Document excerpt:
═══

Yale University discovered it suffered a data breach — 10 years ago.
The Yale data breach occurred at some point between April 2008 and January 2009, but officials are unsure exactly when. The Yale data breach included sensitive data such as names, Social Security numbers and birth dates on an unknown number of people, as well as some email addresses and physical addresses.
Because the Yale data breach happened so long ago, the University claimed it did not have much information on how it occurred. In its announcement of the breach, Yale noted that in 2011, the school’s IT “deleted the personal information in the database as part of an effort to eliminate unneeded personal information on Yale servers, but the intrusion was not detected at that time.”
The Yale data breach was not discovered until June 2018 when the school’s IT was “testing its servers for vulnerabilities and discovered a log that revealed the intrusion.”
Ryan Wilk, vice president at NuData Security, said the data included in the breach was more than enough to put users at risk.

═══

Recorded information:
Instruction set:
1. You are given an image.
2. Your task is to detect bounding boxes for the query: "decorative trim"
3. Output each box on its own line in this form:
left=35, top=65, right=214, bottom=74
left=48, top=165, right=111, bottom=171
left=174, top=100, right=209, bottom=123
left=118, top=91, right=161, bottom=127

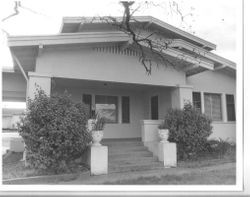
left=93, top=45, right=140, bottom=56
left=62, top=16, right=216, bottom=49
left=28, top=72, right=52, bottom=78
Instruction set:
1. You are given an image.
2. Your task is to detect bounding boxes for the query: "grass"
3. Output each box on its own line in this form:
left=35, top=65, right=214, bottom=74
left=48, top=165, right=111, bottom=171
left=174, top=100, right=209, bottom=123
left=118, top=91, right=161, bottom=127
left=104, top=168, right=236, bottom=185
left=3, top=144, right=236, bottom=185
left=2, top=152, right=87, bottom=180
left=3, top=152, right=35, bottom=180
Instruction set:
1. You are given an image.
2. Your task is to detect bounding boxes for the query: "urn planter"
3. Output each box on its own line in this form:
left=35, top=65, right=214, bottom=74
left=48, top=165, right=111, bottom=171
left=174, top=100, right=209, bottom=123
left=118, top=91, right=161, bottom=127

═══

What this exercise asks:
a) Name every type of personal information that the article on the Yale data breach says was exposed.
b) Transcribe the passage of the article on the Yale data breach starting with "The Yale data breach occurred" and going on through "and physical addresses.".

Answers to the problems:
a) Names, Social Security numbers, birth dates, email addresses, physical addresses

b)
The Yale data breach occurred at some point between April 2008 and January 2009, but officials are unsure exactly when. The Yale data breach included sensitive data such as names, Social Security numbers and birth dates on an unknown number of people, as well as some email addresses and physical addresses.